Copy out, from the data below, each line in which the word "rough" occurs.

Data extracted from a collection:
<<<<

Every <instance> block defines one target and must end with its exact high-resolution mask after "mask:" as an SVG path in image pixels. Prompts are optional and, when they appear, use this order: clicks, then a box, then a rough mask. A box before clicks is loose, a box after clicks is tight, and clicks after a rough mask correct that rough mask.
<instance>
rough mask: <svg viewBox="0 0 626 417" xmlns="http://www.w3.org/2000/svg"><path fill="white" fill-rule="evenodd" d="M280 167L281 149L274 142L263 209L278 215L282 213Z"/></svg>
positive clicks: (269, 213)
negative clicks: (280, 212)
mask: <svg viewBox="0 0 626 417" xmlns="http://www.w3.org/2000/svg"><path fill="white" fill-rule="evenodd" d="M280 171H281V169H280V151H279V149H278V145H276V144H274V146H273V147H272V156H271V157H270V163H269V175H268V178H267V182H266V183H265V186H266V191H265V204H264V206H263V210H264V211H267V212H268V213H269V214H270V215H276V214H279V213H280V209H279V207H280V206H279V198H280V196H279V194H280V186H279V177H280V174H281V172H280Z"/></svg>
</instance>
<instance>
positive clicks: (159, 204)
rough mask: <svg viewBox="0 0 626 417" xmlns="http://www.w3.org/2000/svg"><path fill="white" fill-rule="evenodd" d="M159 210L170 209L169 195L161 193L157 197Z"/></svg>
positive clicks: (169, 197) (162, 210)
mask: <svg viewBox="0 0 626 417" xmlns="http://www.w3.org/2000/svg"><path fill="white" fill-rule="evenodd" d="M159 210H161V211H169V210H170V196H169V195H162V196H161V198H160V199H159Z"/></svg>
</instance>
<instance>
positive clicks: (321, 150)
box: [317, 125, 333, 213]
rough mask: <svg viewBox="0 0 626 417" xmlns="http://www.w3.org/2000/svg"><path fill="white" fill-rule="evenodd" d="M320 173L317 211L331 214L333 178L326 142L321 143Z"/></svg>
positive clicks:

>>>>

__Result for this exercise__.
Every <instance> block defines one target and must end with its exact high-resolution mask after "mask:" as an SVG path in image pixels. Prompts are optional and, when they appear, use this order: clicks, then a box, then a rough mask. A box before clicks is loose, a box after clicks is tight, and clicks after a rough mask correct that rough mask.
rough mask: <svg viewBox="0 0 626 417" xmlns="http://www.w3.org/2000/svg"><path fill="white" fill-rule="evenodd" d="M280 167L281 149L274 142L263 209L278 215L282 213Z"/></svg>
rough mask: <svg viewBox="0 0 626 417" xmlns="http://www.w3.org/2000/svg"><path fill="white" fill-rule="evenodd" d="M159 210L170 209L169 195L161 193L157 197Z"/></svg>
rough mask: <svg viewBox="0 0 626 417" xmlns="http://www.w3.org/2000/svg"><path fill="white" fill-rule="evenodd" d="M320 173L317 211L331 214L333 178L326 142L321 143Z"/></svg>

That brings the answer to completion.